──────── EXTRACTED MATERIAL
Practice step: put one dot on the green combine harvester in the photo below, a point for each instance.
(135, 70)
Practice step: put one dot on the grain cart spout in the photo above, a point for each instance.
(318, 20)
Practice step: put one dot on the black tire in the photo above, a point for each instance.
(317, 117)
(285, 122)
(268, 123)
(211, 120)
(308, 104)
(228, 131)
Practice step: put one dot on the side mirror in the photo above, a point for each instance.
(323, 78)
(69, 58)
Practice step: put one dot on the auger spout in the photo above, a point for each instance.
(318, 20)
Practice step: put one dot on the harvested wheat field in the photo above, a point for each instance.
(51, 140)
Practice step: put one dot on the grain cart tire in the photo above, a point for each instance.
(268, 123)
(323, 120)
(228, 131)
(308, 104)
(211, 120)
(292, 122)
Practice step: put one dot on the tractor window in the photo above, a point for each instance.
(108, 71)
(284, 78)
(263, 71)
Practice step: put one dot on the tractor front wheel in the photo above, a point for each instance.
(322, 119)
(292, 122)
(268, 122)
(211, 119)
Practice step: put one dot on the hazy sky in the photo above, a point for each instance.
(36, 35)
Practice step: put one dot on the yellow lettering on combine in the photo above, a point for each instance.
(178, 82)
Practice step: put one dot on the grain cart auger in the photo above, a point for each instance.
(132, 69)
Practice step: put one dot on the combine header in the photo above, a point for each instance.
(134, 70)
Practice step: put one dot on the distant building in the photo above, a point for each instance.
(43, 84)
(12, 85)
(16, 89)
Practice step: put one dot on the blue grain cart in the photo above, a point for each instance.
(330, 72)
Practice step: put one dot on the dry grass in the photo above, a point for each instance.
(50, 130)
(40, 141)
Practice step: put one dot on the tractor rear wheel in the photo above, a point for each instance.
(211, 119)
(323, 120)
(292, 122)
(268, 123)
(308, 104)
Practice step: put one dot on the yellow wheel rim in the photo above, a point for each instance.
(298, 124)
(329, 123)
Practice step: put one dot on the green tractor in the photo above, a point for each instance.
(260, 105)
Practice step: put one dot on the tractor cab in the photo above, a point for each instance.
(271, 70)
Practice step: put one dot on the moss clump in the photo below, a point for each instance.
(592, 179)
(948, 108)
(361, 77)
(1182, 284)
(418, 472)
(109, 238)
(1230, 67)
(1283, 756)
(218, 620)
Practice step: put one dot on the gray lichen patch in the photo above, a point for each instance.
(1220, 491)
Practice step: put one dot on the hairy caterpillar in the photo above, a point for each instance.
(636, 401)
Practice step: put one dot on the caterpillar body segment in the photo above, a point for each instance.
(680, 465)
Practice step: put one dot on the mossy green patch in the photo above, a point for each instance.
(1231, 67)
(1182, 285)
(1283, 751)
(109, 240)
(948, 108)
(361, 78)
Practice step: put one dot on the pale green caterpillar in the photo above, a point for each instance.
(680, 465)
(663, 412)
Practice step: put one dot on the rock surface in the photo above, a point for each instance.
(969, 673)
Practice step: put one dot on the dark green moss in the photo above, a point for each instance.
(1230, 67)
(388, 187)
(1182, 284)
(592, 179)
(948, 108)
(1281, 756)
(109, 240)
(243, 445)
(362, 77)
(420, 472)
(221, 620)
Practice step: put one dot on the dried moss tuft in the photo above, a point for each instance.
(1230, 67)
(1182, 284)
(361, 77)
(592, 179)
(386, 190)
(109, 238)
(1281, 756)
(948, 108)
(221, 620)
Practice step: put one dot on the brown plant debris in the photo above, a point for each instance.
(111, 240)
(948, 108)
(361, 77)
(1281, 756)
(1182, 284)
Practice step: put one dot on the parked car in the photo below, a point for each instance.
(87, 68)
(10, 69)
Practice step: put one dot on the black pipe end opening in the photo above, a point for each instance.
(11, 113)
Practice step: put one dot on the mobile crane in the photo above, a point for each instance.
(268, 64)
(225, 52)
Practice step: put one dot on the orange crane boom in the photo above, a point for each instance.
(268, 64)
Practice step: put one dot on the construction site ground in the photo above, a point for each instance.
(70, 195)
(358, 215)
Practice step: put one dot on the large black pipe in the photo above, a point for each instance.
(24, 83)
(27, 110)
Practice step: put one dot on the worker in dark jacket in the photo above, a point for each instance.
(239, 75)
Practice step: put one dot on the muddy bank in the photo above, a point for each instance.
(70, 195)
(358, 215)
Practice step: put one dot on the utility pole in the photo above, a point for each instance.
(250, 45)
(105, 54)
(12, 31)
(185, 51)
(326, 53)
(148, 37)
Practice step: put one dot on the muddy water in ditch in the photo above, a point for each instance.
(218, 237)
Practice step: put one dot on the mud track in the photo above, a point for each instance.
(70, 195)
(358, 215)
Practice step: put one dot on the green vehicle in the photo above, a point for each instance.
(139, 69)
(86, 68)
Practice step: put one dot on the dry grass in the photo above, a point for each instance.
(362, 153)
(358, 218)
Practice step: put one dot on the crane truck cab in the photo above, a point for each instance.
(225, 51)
────────────────
**WHAT YOU NEED TO DO:** Duplicate every row above word for word, keeping each line as it stands.

**FULL OUTPUT:**
Practice step: put one dot on the green combine harvester in the photo below, a point for each instance.
(135, 70)
Practice step: put one dot on the grain cart spout in the photo above, a point for each instance.
(318, 20)
Practice step: put one dot on the black tire in the photo above, a point for each instance.
(317, 117)
(285, 122)
(268, 123)
(211, 120)
(308, 104)
(228, 131)
Practice step: put one dot on the side mirror in the photo above, a point for each instance.
(323, 78)
(69, 58)
Practice step: put one dot on the auger spout in the photo above, a point for each instance.
(318, 20)
Practice step: put one dot on the harvested wheat field in the photo above, a point for each instance.
(51, 140)
Practice step: put one dot on the grain cart tire in the photo above, a point for each instance.
(268, 123)
(323, 120)
(228, 131)
(308, 104)
(211, 120)
(292, 122)
Practice step: put one dot on the tractor window in the photo above, a point for each instance.
(108, 71)
(284, 78)
(263, 71)
Practice step: put one dot on the tractor front wheel in the photo above, a point for each instance.
(322, 119)
(292, 122)
(268, 122)
(211, 119)
Practice step: put one dot on the hazy sky in the photo above, a point for each instance.
(36, 35)
Practice step: put one dot on the yellow lettering on combine in the photo above, a point for each instance.
(178, 82)
Practice step: put one dot on the grain cart auger in the photo above, a point for each instance.
(132, 69)
Practice step: put one dot on the combine header in the photo above, a point for each instance.
(134, 70)
Practice step: put one dot on the distant building in the photo above, a point for each instance.
(43, 84)
(12, 85)
(16, 89)
Practice step: put one dot on the blue grain cart in the photo above, a point for each instance.
(330, 72)
Practice step: put one dot on the dry grass in the photo above, a point for each instance.
(50, 130)
(40, 141)
Practice step: put one dot on the tractor rear wheel in the photo above, a point for each instance.
(211, 119)
(323, 120)
(292, 122)
(268, 123)
(308, 104)
Practice step: put one dot on the yellow wheel rim in the photo above, a point for each instance.
(298, 124)
(329, 123)
Practice step: put one dot on the green tractor in the photo above, a point for each instance.
(260, 105)
Practice step: put one dot on the tractor cab in the photo above, a point for each instance.
(271, 70)
Practice step: put one dot on the moss clump in the photo below, a point for each instance.
(592, 179)
(948, 108)
(361, 77)
(1182, 284)
(418, 472)
(109, 238)
(1230, 67)
(1283, 756)
(218, 620)
Practice step: put one dot on the gray lichen patch in the photo above, a point for each instance.
(1220, 491)
Practice step: put one dot on the hairy caterpillar in the photo above, a point for each instance.
(636, 401)
Practice step: put one dot on the caterpillar body segment in the photo above, a point for each instance.
(680, 465)
Practice step: put one dot on the mossy green patch in the photo above, a point for each instance.
(1231, 67)
(1182, 285)
(1283, 751)
(109, 240)
(948, 108)
(361, 78)
Practice step: put one dot on the pale green caterpillar in the photo above, a point for each instance.
(680, 465)
(663, 412)
Practice step: put one dot on the rock surface in the photo above, a point for each instance.
(969, 673)
Practice step: put one dot on the dark green moss in the photo above, a point for each instance.
(1230, 67)
(388, 187)
(1182, 284)
(592, 179)
(948, 108)
(1281, 756)
(109, 240)
(243, 445)
(362, 77)
(420, 472)
(221, 620)
Practice step: put one dot on the dried moss tuft in the photo above, a point for each instance.
(1230, 67)
(1182, 284)
(361, 77)
(592, 179)
(386, 190)
(109, 238)
(1281, 756)
(948, 108)
(221, 620)
Practice step: put one dot on the brown plant debris in the photo above, a point for each instance.
(111, 240)
(948, 108)
(361, 77)
(1281, 756)
(1182, 284)
Practice step: put one dot on the parked car in the photo below, a point for each instance.
(87, 68)
(10, 69)
Practice step: put one dot on the black pipe end opening in the photo above, a point for each instance.
(11, 113)
Practice step: put one dot on the mobile crane in the photo above, a point for each instance.
(268, 64)
(225, 52)
Practice step: put one dot on the orange crane boom in the photo above, a point for each instance.
(268, 64)
Practice step: put one dot on the construction site ground in the photo above, a point for each instance.
(70, 195)
(358, 215)
Practice step: put one dot on the large black pipe in the photo above, a point for each instance.
(24, 83)
(27, 110)
Practice step: put one dot on the worker in dark jacket in the photo above, a point for each instance.
(239, 75)
Practice step: put one dot on the muddy bank in the photo above, a point for each instance.
(70, 195)
(358, 215)
Practice step: put one dot on the utility pole in the photo above, a point for each instance.
(250, 45)
(105, 54)
(12, 31)
(185, 51)
(326, 53)
(148, 37)
Practice step: put one dot on the muddy water in ditch in the photo above, a point for each instance.
(218, 237)
Practice step: put one dot on the mud track in the photo above, a point for each instance.
(70, 195)
(358, 215)
Practice step: put one dot on the green vehicle in the photo above, a point for each instance.
(139, 69)
(86, 68)
Practice step: put one dot on the dry grass in the photo above, a point for each instance.
(362, 153)
(358, 218)
Practice step: put one dot on the crane truck cab in the photo above, a point for each instance.
(225, 51)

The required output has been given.